▸ **TASK DESCRIPTION**
Reproduce the following listing line for line, without any changes.

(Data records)
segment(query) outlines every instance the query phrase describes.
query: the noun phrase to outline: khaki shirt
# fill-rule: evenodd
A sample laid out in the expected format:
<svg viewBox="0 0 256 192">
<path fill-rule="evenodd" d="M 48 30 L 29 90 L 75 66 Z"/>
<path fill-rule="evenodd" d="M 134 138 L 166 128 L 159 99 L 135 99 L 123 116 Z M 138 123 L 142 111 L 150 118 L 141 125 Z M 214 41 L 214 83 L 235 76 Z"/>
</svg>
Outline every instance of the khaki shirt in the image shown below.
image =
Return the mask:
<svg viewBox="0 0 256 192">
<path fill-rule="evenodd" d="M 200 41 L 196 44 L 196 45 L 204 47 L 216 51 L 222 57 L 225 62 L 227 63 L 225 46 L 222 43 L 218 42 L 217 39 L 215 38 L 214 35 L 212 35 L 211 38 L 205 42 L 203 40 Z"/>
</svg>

▸ **RESPONSE TO THE EXERCISE**
segment(query) outlines every instance the query phrase describes.
query: the noun phrase to outline: khaki shirt
# fill-rule: evenodd
A sample laid out in the expected format:
<svg viewBox="0 0 256 192">
<path fill-rule="evenodd" d="M 48 30 L 29 90 L 75 66 Z"/>
<path fill-rule="evenodd" d="M 134 138 L 166 128 L 159 99 L 135 99 L 123 116 Z M 138 123 L 142 111 L 150 118 L 141 125 Z M 214 41 L 214 83 L 235 76 Z"/>
</svg>
Outline every instance of the khaki shirt in the image shown below.
image =
Return the mask:
<svg viewBox="0 0 256 192">
<path fill-rule="evenodd" d="M 200 41 L 196 44 L 196 45 L 204 47 L 216 51 L 222 57 L 225 62 L 227 63 L 225 46 L 222 43 L 218 42 L 217 39 L 215 38 L 214 35 L 212 35 L 211 38 L 205 42 L 203 40 Z"/>
</svg>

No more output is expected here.